Texte fourni

※

James Ensor

Soumis par pierre-yves le mar, 06/04/2010 - 12:53

La Belgique a connu 3 grands peintres à la fin du siècle dernier, André Delvaux, René Magritte et J. Ensor.

James Ensor est né à Ostende en 1860. Son père est anglais (d'où son nom) et sa mère, flamande. Il meurt en 1949, ce qui signifie qu'au long de sa vie, il a connu de nombreux courants artistiques, l'impressionnisme, le cubisme, le fauvisme, l'art américain. Pour autant, son œuvre ne se rattache à aucun courant. Même s'il fonde un petit groupe avant-gardiste, appelé le "groupe des XX" (comme "XX"e siècle), en 1884, il ne transmet pas d'influence particulière sur son époque et n'a pas d'élève en direct. Son groupe se fixe comme objectif la vulgarisation de la peinture : il expose Degas ou Gauguin.
Son père tient un magasin de bibelots près de la plage. Le jeune James vit au milieu des coquillages et des haveneaux, un monde inanimé que son imagination a sans doute tenté de faire vivre, car sa peinture s'inspirera de ces décors inanimés, qui semblent pourtant composer une famille de personnages. Il est très admiratif de son père et il supporte mal de le voir, un jour, saoul, dans un café. Il ne se remet pas facilement du décès de son père et vivra avec une mère possessive qui lui ferme le monde.

※

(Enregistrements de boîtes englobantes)
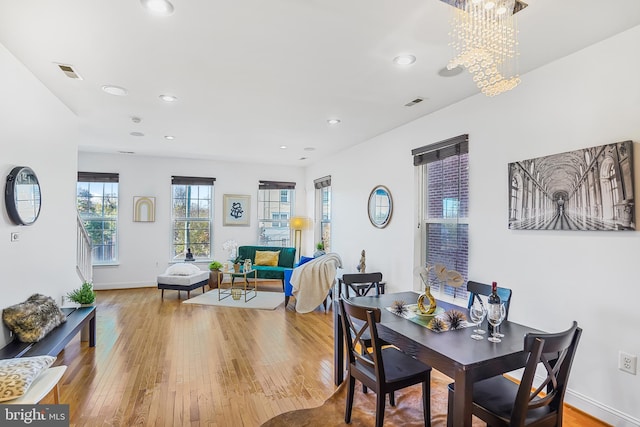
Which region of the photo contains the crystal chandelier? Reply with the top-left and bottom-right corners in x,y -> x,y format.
442,0 -> 527,96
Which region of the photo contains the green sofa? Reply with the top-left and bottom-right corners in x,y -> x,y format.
238,246 -> 296,290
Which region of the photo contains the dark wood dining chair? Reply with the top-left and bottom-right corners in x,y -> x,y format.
447,321 -> 582,427
338,298 -> 431,427
338,273 -> 385,298
467,280 -> 512,320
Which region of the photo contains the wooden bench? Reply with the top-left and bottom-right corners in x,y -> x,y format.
0,306 -> 96,405
0,306 -> 96,359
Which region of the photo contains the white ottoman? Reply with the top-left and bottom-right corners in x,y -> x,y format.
157,263 -> 209,299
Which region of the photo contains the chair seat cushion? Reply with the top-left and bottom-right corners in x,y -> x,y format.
254,251 -> 280,267
358,347 -> 431,383
464,375 -> 550,423
158,270 -> 209,286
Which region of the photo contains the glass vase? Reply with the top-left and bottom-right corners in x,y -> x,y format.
418,285 -> 436,314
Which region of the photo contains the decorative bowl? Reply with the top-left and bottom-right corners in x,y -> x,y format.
413,306 -> 444,320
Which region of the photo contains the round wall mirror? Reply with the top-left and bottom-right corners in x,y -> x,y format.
368,185 -> 393,228
4,166 -> 41,225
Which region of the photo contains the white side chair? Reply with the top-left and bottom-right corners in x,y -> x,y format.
2,365 -> 67,405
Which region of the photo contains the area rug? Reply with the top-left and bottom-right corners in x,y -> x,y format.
183,289 -> 284,310
262,370 -> 485,427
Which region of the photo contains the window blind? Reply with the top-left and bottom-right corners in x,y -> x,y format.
78,172 -> 119,182
313,175 -> 331,188
171,176 -> 216,185
411,134 -> 469,166
258,181 -> 296,190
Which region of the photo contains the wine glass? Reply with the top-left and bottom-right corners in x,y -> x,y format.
487,304 -> 507,342
469,298 -> 487,340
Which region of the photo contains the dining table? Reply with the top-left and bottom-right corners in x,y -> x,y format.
333,291 -> 541,427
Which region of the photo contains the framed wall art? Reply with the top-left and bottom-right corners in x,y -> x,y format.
222,194 -> 251,226
133,196 -> 156,222
509,141 -> 636,230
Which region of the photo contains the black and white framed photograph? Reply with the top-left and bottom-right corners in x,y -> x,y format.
509,141 -> 636,231
222,194 -> 251,226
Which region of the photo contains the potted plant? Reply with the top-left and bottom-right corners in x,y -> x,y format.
233,255 -> 244,273
313,242 -> 326,258
209,260 -> 222,289
67,282 -> 96,305
209,260 -> 222,271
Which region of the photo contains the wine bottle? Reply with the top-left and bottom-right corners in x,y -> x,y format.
487,282 -> 500,334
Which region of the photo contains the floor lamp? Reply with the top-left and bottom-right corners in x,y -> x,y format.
289,216 -> 311,262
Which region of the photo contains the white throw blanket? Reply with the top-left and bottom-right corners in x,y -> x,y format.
291,253 -> 342,313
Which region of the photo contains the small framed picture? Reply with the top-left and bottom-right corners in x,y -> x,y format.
222,194 -> 251,226
133,196 -> 156,222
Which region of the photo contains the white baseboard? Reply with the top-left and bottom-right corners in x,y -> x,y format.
564,388 -> 640,427
93,282 -> 158,291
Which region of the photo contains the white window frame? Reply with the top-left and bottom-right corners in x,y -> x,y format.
169,176 -> 216,262
76,172 -> 120,266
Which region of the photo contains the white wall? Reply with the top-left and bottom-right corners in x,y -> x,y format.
78,153 -> 306,289
0,45 -> 80,347
307,27 -> 640,426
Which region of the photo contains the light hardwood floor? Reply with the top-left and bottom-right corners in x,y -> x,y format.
42,283 -> 603,427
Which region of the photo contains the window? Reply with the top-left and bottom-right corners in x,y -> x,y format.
412,135 -> 469,301
313,176 -> 331,252
76,172 -> 119,265
258,181 -> 296,247
171,176 -> 216,260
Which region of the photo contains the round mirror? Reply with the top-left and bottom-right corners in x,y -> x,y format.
369,185 -> 393,228
4,166 -> 41,225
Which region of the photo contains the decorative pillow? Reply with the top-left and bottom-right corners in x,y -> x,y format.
2,294 -> 67,342
0,356 -> 56,402
165,262 -> 201,276
254,251 -> 280,267
298,256 -> 315,267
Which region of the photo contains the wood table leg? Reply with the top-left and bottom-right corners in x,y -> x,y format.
331,301 -> 344,385
449,370 -> 473,427
89,311 -> 96,347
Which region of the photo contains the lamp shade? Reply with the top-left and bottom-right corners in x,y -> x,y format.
289,216 -> 311,230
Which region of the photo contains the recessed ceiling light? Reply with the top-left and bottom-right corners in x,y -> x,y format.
160,95 -> 178,102
140,0 -> 173,16
438,66 -> 464,77
102,85 -> 129,96
393,55 -> 416,65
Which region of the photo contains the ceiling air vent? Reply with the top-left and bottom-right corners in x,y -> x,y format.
56,64 -> 82,80
404,98 -> 424,107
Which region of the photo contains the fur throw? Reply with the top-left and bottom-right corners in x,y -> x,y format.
2,294 -> 67,342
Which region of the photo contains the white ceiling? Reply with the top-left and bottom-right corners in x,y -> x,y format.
0,0 -> 640,166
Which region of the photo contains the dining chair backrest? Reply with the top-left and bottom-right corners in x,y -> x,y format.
339,298 -> 385,382
467,280 -> 512,320
511,321 -> 582,426
338,272 -> 384,298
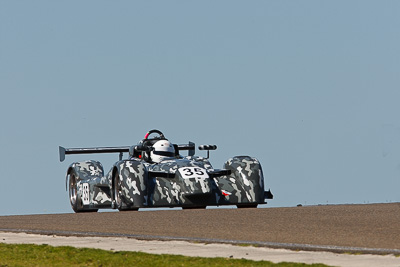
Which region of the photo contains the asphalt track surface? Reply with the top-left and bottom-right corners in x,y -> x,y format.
0,203 -> 400,255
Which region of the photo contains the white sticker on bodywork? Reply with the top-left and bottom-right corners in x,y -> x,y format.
82,183 -> 90,205
178,167 -> 208,179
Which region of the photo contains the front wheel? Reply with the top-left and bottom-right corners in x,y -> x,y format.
69,172 -> 97,215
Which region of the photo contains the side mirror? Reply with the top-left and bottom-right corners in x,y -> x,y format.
199,145 -> 217,158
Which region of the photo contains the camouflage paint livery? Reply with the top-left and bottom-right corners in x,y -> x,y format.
67,156 -> 272,211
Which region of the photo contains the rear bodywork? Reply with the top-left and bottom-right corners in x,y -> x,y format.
60,143 -> 272,212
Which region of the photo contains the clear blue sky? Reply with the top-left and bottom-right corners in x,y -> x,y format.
0,0 -> 400,215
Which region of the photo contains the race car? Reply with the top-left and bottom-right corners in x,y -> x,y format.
59,129 -> 273,212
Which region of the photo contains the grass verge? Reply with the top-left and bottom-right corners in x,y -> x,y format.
0,243 -> 327,267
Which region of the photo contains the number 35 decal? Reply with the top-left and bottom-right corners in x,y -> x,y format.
179,167 -> 208,179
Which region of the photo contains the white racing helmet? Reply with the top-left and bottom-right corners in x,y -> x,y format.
150,140 -> 175,163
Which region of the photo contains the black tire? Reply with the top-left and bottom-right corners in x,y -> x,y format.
69,171 -> 97,213
113,172 -> 123,211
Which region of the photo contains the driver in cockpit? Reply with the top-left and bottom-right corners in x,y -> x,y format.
134,130 -> 176,163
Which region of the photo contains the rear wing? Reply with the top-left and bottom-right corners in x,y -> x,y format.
58,142 -> 196,162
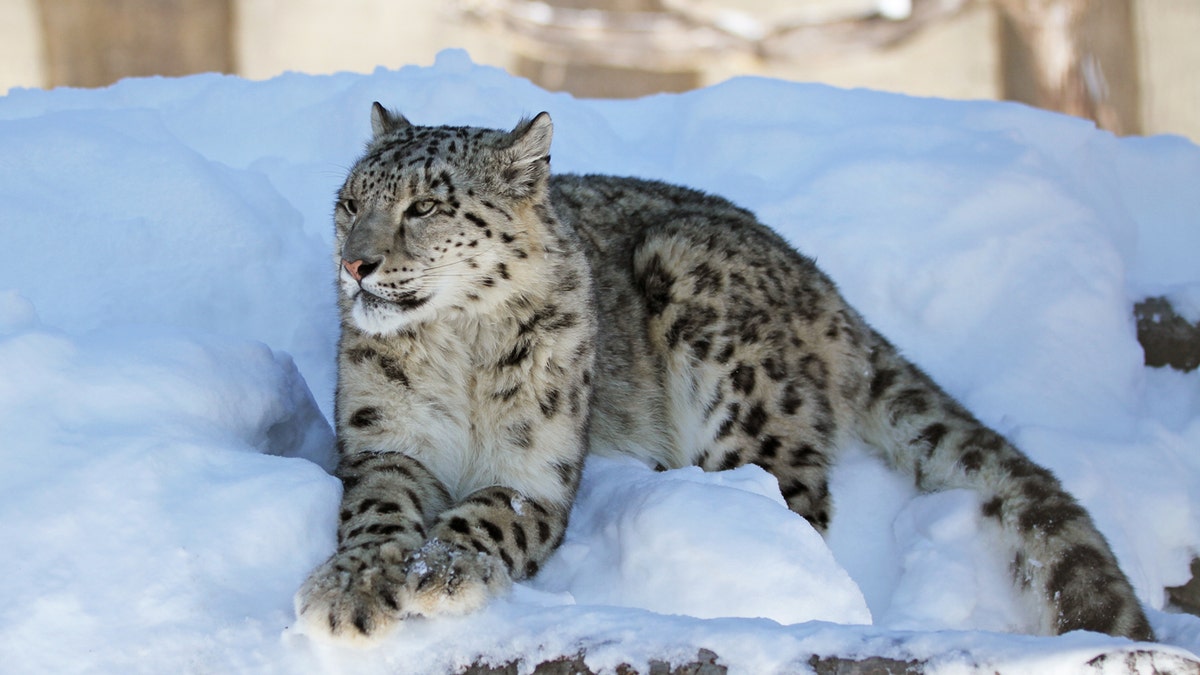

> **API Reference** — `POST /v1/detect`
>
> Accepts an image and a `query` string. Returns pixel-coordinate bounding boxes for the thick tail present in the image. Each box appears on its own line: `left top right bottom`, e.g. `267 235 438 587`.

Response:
858 334 1154 641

※

Exercices à réaliser
1. Imprimez tout ce qui va de « Son père tient » jusqu'à « ferme le monde. » dans le texte sur James Ensor.
2. Traduisez en anglais cette phrase du texte sur James Ensor : « Son père tient un magasin de bibelots près de la plage. »
Ces données forment un matériau distinct du texte sur James Ensor.

Liste des réponses
1.
Son père tient un magasin de bibelots près de la plage. Le jeune James vit au milieu des coquillages et des haveneaux, un monde inanimé que son imagination a sans doute tenté de faire vivre, car sa peinture s'inspirera de ces décors inanimés, qui semblent pourtant composer une famille de personnages. Il est très admiratif de son père et il supporte mal de le voir, un jour, saoul, dans un café. Il ne se remet pas facilement du décès de son père et vivra avec une mère possessive qui lui ferme le monde.

2. His father runs a knick-knack shop near the beach.